*TASKS TO COMPLETE*:
a - Condense the paragraph beginning "Grass sickness, alternatively termed equine dysautonomia" from the grass sickness article into a shorter version that keeps its main facts.
b - From the grass sickness article, write out everything from "Clinical signs common" down to "and eyelid drooping." with the wording unchanged.

Top of EXCERPT TO READ

= Grass sickness =

Horse disease

Grass sickness, alternatively termed equine dysautonomia, is a rare but predominantly fatal illness in horses. Grass sickness may affect all types of horse, pony and donkey, and has affected some well known horses including the thoroughbred stallions Dubai Millennium, Moorestyle and Mister Baileys.

==Clinical signs==
Grass sickness is a polyneuropathy affecting the central, peripheral and enteric nervous systems. The majority of visible clinical signs are related to paralysis within the digestive tract although nerve damage occurs throughout the body. There are three forms of grass sickness:
- acute grass sickness (AGS) - horses display signs of colic and require euthanasia or die within 48 hours
- subacute grass sickness (SAGS) - horses display clinical signs similar to AGS but with less severity and may survive up to 7 days
- chronic grass sickness (CGS) - horses present with severe and rapid weight loss and a selected portion of these cases may survive.

Clinical signs common to all subsets include: depression, anorexia, colic (moderate with AGS/SAGS and mild with CGS), paralysis of the intestines, excess salivation, constipation, nasogastric fluid secretion, patchy sweating, muscle tremors and eyelid drooping.

==Cause==
The cause remains unknown, but the toxin produced from the bacterium Clostridium botulinum type C may be involved.

Clostridium botulinum is a soil-borne bacterium, which may be better known for producing clinical signs of botulism. It may cause grass sickness when the spores of C. botulinum type C are ingested and produce their toxin locally within the intestine.

It is also linked to pasture mycotoxicosis, which comprises a very large and diverse population of fungi.

The Dick Vet research finally isolated a neurotoxic enzyme similar to the snake venom and discovered it as the probable cause of the sickness.

Bottom of EXCERPT TO READ
Top of DATA SECTION

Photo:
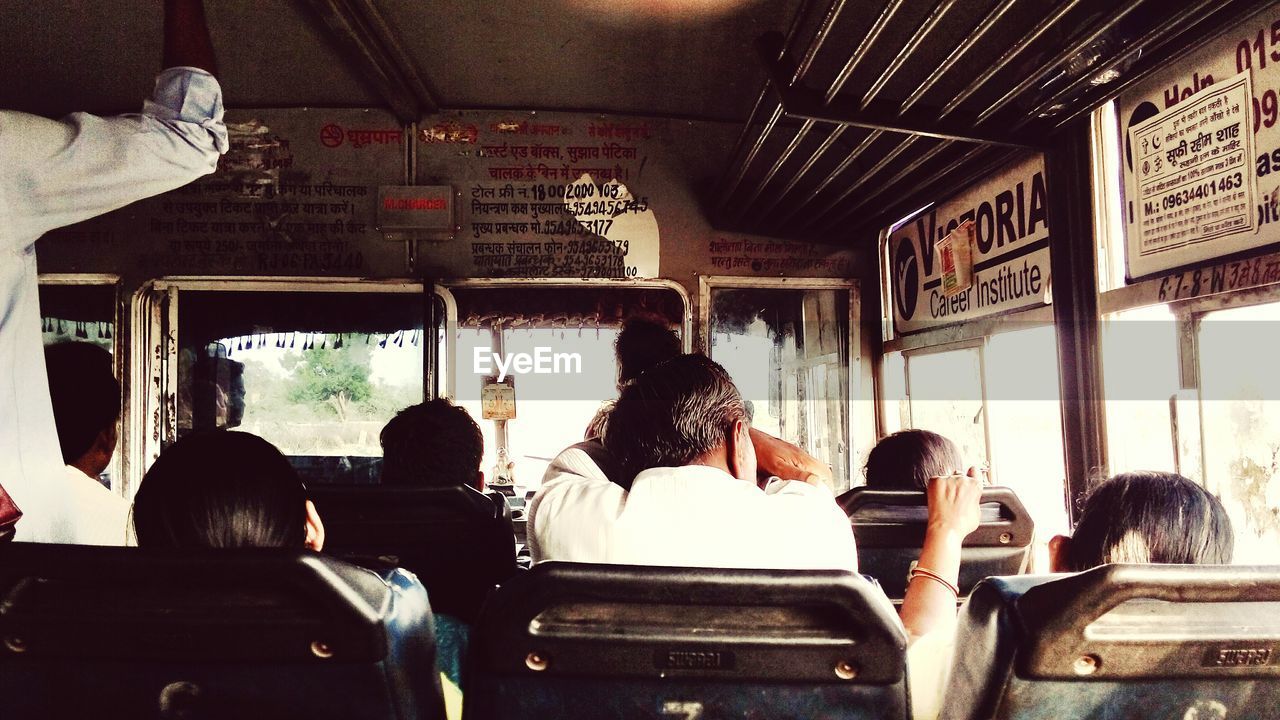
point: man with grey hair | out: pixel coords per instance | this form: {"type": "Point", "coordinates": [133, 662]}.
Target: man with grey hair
{"type": "Point", "coordinates": [681, 431]}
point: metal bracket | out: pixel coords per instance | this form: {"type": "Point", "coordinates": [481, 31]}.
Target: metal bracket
{"type": "Point", "coordinates": [804, 103]}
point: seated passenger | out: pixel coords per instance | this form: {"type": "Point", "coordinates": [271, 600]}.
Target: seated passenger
{"type": "Point", "coordinates": [222, 488]}
{"type": "Point", "coordinates": [908, 459]}
{"type": "Point", "coordinates": [1146, 516]}
{"type": "Point", "coordinates": [86, 400]}
{"type": "Point", "coordinates": [647, 341]}
{"type": "Point", "coordinates": [680, 431]}
{"type": "Point", "coordinates": [922, 460]}
{"type": "Point", "coordinates": [433, 443]}
{"type": "Point", "coordinates": [437, 443]}
{"type": "Point", "coordinates": [192, 497]}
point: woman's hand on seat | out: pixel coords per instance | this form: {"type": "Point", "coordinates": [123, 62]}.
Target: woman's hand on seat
{"type": "Point", "coordinates": [954, 502]}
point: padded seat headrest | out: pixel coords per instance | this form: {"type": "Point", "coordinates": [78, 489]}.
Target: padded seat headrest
{"type": "Point", "coordinates": [211, 605]}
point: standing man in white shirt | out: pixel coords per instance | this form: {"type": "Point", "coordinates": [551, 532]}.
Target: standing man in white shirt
{"type": "Point", "coordinates": [682, 431]}
{"type": "Point", "coordinates": [54, 173]}
{"type": "Point", "coordinates": [87, 411]}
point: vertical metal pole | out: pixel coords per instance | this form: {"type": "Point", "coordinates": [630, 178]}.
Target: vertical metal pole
{"type": "Point", "coordinates": [1075, 308]}
{"type": "Point", "coordinates": [432, 320]}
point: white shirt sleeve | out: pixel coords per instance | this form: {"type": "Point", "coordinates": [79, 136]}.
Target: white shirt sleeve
{"type": "Point", "coordinates": [570, 510]}
{"type": "Point", "coordinates": [827, 531]}
{"type": "Point", "coordinates": [60, 172]}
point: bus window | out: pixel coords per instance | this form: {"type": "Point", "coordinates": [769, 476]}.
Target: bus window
{"type": "Point", "coordinates": [315, 373]}
{"type": "Point", "coordinates": [83, 311]}
{"type": "Point", "coordinates": [997, 399]}
{"type": "Point", "coordinates": [1240, 423]}
{"type": "Point", "coordinates": [1139, 367]}
{"type": "Point", "coordinates": [892, 393]}
{"type": "Point", "coordinates": [1025, 424]}
{"type": "Point", "coordinates": [572, 331]}
{"type": "Point", "coordinates": [787, 351]}
{"type": "Point", "coordinates": [946, 396]}
{"type": "Point", "coordinates": [78, 313]}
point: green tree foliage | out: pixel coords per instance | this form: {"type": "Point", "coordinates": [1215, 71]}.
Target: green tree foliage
{"type": "Point", "coordinates": [336, 378]}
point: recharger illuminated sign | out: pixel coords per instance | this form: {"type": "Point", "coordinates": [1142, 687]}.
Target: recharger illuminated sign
{"type": "Point", "coordinates": [1010, 254]}
{"type": "Point", "coordinates": [415, 208]}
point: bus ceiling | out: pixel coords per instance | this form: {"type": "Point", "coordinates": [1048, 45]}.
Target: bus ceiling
{"type": "Point", "coordinates": [851, 113]}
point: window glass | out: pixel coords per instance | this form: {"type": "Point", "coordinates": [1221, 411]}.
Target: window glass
{"type": "Point", "coordinates": [1240, 423]}
{"type": "Point", "coordinates": [83, 313]}
{"type": "Point", "coordinates": [1139, 367]}
{"type": "Point", "coordinates": [946, 397]}
{"type": "Point", "coordinates": [1027, 423]}
{"type": "Point", "coordinates": [897, 411]}
{"type": "Point", "coordinates": [78, 313]}
{"type": "Point", "coordinates": [787, 351]}
{"type": "Point", "coordinates": [318, 374]}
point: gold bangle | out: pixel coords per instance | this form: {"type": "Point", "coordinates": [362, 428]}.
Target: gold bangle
{"type": "Point", "coordinates": [926, 573]}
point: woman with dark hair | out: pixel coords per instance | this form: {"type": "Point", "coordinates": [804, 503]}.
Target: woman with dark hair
{"type": "Point", "coordinates": [192, 499]}
{"type": "Point", "coordinates": [1146, 516]}
{"type": "Point", "coordinates": [908, 459]}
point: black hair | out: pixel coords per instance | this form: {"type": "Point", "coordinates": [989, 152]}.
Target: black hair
{"type": "Point", "coordinates": [220, 488]}
{"type": "Point", "coordinates": [432, 443]}
{"type": "Point", "coordinates": [908, 459]}
{"type": "Point", "coordinates": [644, 341]}
{"type": "Point", "coordinates": [1151, 516]}
{"type": "Point", "coordinates": [672, 414]}
{"type": "Point", "coordinates": [85, 392]}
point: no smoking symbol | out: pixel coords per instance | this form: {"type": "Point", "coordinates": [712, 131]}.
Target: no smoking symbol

Bottom of DATA SECTION

*ANSWER SECTION*:
a - Grass sickness, also called equine dysautonomia, is a rare, mostly fatal illness that can strike any horse, pony or donkey. Well-known victims include the thoroughbred stallions Dubai Millennium, Moorestyle and Mister Baileys.

b -
Clinical signs common to all subsets include: depression, anorexia, colic (moderate with AGS/SAGS and mild with CGS), paralysis of the intestines, excess salivation, constipation, nasogastric fluid secretion, patchy sweating, muscle tremors and eyelid drooping.